TASK INSTRUCTIONS: Put each line of the data below into a Markdown table with the columns Row and Line. Number the rows and skip any blank lines.

>> begin DATA EXCERPTS

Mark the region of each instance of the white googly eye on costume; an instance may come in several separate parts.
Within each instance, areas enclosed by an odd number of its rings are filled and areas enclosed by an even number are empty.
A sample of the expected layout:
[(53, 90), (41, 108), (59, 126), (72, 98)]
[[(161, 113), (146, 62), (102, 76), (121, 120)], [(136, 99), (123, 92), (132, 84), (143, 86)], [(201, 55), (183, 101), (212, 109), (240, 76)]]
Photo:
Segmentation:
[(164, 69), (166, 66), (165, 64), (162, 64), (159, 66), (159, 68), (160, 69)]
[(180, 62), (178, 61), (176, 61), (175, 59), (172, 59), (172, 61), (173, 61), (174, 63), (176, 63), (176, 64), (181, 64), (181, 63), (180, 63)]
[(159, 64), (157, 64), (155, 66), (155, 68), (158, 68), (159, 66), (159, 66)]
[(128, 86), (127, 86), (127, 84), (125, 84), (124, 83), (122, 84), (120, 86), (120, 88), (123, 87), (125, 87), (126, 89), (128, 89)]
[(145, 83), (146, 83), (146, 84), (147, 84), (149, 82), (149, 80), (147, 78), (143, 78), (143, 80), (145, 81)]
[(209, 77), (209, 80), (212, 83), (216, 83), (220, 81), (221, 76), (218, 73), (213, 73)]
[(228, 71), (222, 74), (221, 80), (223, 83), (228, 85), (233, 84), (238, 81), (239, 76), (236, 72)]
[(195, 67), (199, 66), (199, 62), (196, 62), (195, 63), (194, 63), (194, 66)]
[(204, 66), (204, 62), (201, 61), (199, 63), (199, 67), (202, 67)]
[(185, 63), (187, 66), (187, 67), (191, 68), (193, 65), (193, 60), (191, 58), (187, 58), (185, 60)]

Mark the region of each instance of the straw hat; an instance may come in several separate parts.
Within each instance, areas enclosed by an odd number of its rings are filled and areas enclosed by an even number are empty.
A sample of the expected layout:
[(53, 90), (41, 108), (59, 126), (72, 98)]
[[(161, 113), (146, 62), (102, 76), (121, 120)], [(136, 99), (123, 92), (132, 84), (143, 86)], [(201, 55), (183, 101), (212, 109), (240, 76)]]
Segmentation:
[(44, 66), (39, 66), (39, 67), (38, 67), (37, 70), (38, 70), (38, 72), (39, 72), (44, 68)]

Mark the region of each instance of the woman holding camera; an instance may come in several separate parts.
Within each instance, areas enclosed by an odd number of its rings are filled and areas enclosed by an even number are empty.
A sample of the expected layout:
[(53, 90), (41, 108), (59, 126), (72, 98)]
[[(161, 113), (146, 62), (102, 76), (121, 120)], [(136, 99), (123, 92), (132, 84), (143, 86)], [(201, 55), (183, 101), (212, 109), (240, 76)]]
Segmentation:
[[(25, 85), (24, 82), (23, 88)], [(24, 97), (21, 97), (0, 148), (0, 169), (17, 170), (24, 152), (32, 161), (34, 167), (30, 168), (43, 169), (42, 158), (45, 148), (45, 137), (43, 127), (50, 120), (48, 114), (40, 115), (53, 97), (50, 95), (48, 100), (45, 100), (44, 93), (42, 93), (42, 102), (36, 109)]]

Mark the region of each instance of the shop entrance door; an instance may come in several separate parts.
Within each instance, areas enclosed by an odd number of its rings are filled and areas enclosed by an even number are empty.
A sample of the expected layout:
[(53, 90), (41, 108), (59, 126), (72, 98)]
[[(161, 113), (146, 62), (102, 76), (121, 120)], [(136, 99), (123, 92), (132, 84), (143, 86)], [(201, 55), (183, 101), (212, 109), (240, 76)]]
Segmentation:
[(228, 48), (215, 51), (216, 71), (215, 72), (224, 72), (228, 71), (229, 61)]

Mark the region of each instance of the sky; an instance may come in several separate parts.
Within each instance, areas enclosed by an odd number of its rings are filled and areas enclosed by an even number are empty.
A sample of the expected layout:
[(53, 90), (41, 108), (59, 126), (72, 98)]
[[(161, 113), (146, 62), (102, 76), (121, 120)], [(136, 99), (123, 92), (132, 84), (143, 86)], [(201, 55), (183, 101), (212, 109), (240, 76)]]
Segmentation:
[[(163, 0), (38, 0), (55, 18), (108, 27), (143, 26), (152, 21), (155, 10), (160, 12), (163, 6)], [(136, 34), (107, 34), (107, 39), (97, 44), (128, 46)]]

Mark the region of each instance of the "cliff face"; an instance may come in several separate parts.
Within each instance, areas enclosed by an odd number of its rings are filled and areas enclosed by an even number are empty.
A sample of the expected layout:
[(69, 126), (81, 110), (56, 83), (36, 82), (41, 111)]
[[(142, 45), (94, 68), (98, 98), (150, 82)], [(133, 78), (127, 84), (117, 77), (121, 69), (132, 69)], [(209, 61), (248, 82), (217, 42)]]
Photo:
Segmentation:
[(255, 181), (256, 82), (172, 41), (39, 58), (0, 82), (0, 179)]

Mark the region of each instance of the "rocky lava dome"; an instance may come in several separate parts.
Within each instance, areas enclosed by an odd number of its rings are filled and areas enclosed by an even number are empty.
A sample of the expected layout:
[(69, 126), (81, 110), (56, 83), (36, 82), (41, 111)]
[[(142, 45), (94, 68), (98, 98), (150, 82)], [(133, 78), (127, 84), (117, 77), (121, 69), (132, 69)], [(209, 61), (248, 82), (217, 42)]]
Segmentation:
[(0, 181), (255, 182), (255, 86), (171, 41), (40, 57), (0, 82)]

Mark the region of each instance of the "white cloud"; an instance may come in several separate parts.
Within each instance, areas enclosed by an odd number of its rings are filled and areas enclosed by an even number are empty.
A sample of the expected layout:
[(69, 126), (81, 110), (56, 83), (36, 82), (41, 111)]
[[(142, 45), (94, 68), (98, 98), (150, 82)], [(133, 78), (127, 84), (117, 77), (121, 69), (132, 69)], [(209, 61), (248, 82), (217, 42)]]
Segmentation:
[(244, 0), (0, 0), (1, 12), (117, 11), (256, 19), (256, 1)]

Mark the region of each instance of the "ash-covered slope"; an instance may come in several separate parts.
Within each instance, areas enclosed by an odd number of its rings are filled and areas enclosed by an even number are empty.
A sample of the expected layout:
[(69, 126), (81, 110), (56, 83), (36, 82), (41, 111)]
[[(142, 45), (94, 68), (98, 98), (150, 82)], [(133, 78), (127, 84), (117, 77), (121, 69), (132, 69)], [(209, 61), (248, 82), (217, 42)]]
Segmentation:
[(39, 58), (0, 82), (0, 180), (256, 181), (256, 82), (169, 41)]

>> end DATA EXCERPTS

FINAL RESULT:
| Row | Line |
|---|---|
| 1 | Mark the region of each instance of the white googly eye on costume; an instance may come in several separate parts. |
| 2 | Within each instance, areas enclosed by an odd number of its rings are filled and areas enclosed by an even number are empty. |
| 3 | A sample of the expected layout: |
| 4 | [(53, 90), (41, 108), (59, 126), (72, 98)] |
| 5 | [[(161, 113), (146, 62), (102, 76), (121, 120)], [(136, 99), (123, 92), (132, 84), (143, 86)], [(201, 55), (183, 101), (212, 109), (240, 76)]] |
| 6 | Photo: |
| 7 | Segmentation: |
| 8 | [(164, 69), (166, 66), (165, 64), (162, 64), (159, 66), (159, 68), (160, 69)] |
| 9 | [(180, 62), (178, 61), (176, 61), (175, 59), (172, 59), (172, 61), (173, 61), (174, 63), (176, 63), (176, 64), (181, 64), (181, 63), (180, 63)] |
| 10 | [(159, 64), (157, 64), (155, 66), (155, 68), (158, 68), (159, 66), (159, 66)] |
| 11 | [(128, 86), (127, 86), (127, 84), (125, 84), (124, 83), (122, 84), (120, 86), (120, 88), (123, 87), (125, 87), (126, 89), (128, 89)] |
| 12 | [(145, 83), (146, 83), (146, 84), (147, 84), (149, 82), (149, 80), (147, 78), (143, 78), (143, 80), (145, 81)] |
| 13 | [(209, 77), (209, 80), (212, 83), (216, 83), (220, 81), (221, 76), (218, 73), (213, 73)] |
| 14 | [(228, 71), (222, 74), (221, 80), (223, 83), (228, 85), (233, 84), (238, 81), (239, 76), (236, 72)] |
| 15 | [(195, 67), (199, 66), (199, 62), (196, 62), (195, 63), (194, 63), (194, 66)] |
| 16 | [(204, 66), (204, 62), (201, 61), (199, 63), (199, 67), (202, 67)] |
| 17 | [(185, 63), (187, 66), (187, 67), (191, 68), (193, 65), (193, 60), (191, 58), (187, 58), (185, 60)] |
| 18 | Mark the region of each instance of the straw hat; an instance may come in several separate parts. |
| 19 | Within each instance, areas enclosed by an odd number of its rings are filled and areas enclosed by an even number are empty. |
| 20 | A sample of the expected layout: |
| 21 | [(53, 90), (41, 108), (59, 126), (72, 98)] |
| 22 | [[(161, 113), (146, 62), (102, 76), (121, 120)], [(136, 99), (123, 92), (132, 84), (143, 86)], [(201, 55), (183, 101), (212, 109), (240, 76)]] |
| 23 | Segmentation: |
| 24 | [(44, 66), (39, 66), (39, 67), (38, 67), (37, 70), (38, 70), (38, 72), (39, 72), (44, 68)] |
| 25 | Mark the region of each instance of the woman holding camera; an instance may come in several separate parts. |
| 26 | Within each instance, areas enclosed by an odd number of its rings are filled and areas enclosed by an even number are empty. |
| 27 | A sample of the expected layout: |
| 28 | [(53, 90), (41, 108), (59, 126), (72, 98)] |
| 29 | [[(161, 113), (146, 62), (102, 76), (121, 120)], [(136, 99), (123, 92), (132, 84), (143, 86)], [(201, 55), (183, 101), (212, 109), (240, 76)]] |
| 30 | Segmentation: |
| 31 | [[(25, 85), (24, 82), (23, 88)], [(24, 97), (21, 97), (0, 148), (0, 169), (17, 170), (24, 152), (32, 161), (34, 167), (30, 168), (43, 169), (42, 158), (45, 148), (45, 137), (43, 127), (50, 120), (48, 114), (40, 115), (53, 97), (50, 95), (48, 100), (45, 100), (44, 93), (42, 93), (42, 102), (36, 109)]] |
| 32 | Mark the region of each instance of the shop entrance door; an instance may come in several separate parts. |
| 33 | Within each instance, areas enclosed by an odd number of its rings are filled and areas enclosed by an even number are empty. |
| 34 | A sample of the expected layout: |
| 35 | [(53, 90), (41, 108), (59, 126), (72, 98)] |
| 36 | [[(161, 113), (146, 62), (102, 76), (121, 120)], [(136, 99), (123, 92), (132, 84), (143, 86)], [(201, 55), (183, 101), (212, 109), (240, 76)]] |
| 37 | Segmentation: |
| 38 | [(228, 48), (215, 51), (216, 71), (215, 72), (224, 72), (228, 71), (229, 61)] |
| 39 | Mark the region of each instance of the sky; an instance may come in several separate parts. |
| 40 | Within each instance, areas enclosed by an odd number of its rings are filled and areas enclosed by an even number are empty. |
| 41 | A sample of the expected layout: |
| 42 | [(53, 90), (41, 108), (59, 126), (72, 98)] |
| 43 | [[(161, 113), (146, 62), (102, 76), (121, 120)], [(136, 99), (123, 92), (132, 84), (143, 86)], [(201, 55), (183, 101), (212, 109), (240, 76)]] |
| 44 | Segmentation: |
| 45 | [[(163, 0), (38, 0), (55, 18), (108, 27), (143, 26), (152, 21), (155, 10), (160, 12), (163, 6)], [(136, 34), (107, 34), (107, 39), (97, 44), (128, 46)]] |
| 46 | Mark the region of each instance of the "cliff face"; an instance may come in several separate parts. |
| 47 | Within each instance, areas enclosed by an odd number of its rings are filled and areas enclosed by an even number are empty. |
| 48 | A sample of the expected layout: |
| 49 | [(69, 126), (81, 110), (56, 83), (36, 82), (41, 111)] |
| 50 | [[(142, 45), (94, 68), (98, 98), (150, 82)], [(133, 78), (127, 84), (117, 77), (121, 69), (132, 69)], [(209, 61), (248, 82), (217, 42)]] |
| 51 | Photo: |
| 52 | Segmentation: |
| 53 | [(255, 181), (256, 82), (172, 41), (39, 58), (0, 82), (0, 179)] |
| 54 | Mark the region of each instance of the "rocky lava dome"; an instance may come in several separate parts. |
| 55 | Within each instance, areas enclosed by an odd number of its rings are filled and areas enclosed by an even number are empty. |
| 56 | A sample of the expected layout: |
| 57 | [(69, 126), (81, 110), (56, 83), (36, 82), (41, 111)] |
| 58 | [[(142, 45), (94, 68), (98, 98), (150, 82)], [(133, 78), (127, 84), (117, 77), (121, 69), (132, 69)], [(209, 61), (248, 82), (217, 42)]] |
| 59 | Segmentation: |
| 60 | [(0, 181), (255, 182), (255, 86), (171, 41), (40, 57), (0, 82)] |
| 61 | Mark the region of each instance of the "white cloud"; an instance may come in several separate parts. |
| 62 | Within each instance, areas enclosed by an odd number of its rings are filled and areas enclosed by an even number are empty. |
| 63 | A sample of the expected layout: |
| 64 | [(69, 126), (81, 110), (56, 83), (36, 82), (41, 111)] |
| 65 | [[(142, 45), (94, 68), (98, 98), (150, 82)], [(133, 78), (127, 84), (117, 77), (121, 69), (132, 69)], [(209, 61), (248, 82), (217, 42)]] |
| 66 | Segmentation: |
| 67 | [(244, 0), (0, 0), (1, 12), (117, 11), (256, 19), (256, 1)] |
| 68 | Mark the region of each instance of the "ash-covered slope"; an instance may come in several separate parts. |
| 69 | Within each instance, areas enclosed by an odd number of its rings are filled and areas enclosed by an even number are empty. |
| 70 | A sample of the expected layout: |
| 71 | [(69, 126), (81, 110), (56, 83), (36, 82), (41, 111)] |
| 72 | [[(142, 45), (94, 68), (98, 98), (150, 82)], [(133, 78), (127, 84), (117, 77), (121, 69), (132, 69)], [(209, 61), (248, 82), (217, 42)]] |
| 73 | Segmentation: |
| 74 | [(39, 58), (0, 82), (0, 180), (256, 181), (256, 82), (169, 41)] |